> [About this task]:
The output has to be the full set of records, reproduced exactly, minus any picture.
*** Exercise inputs Section Begins ***
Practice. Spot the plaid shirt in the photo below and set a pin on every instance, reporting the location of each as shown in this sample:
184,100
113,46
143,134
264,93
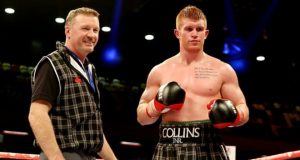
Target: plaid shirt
76,117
*** Exercise inputs Section Ends ***
> [Answer to this exercise]:
Practice. Spot the plaid shirt in the photo below and set a pin on every instance, reporting the location of each as shown in this sample:
184,100
113,46
143,134
264,93
Target: plaid shirt
76,117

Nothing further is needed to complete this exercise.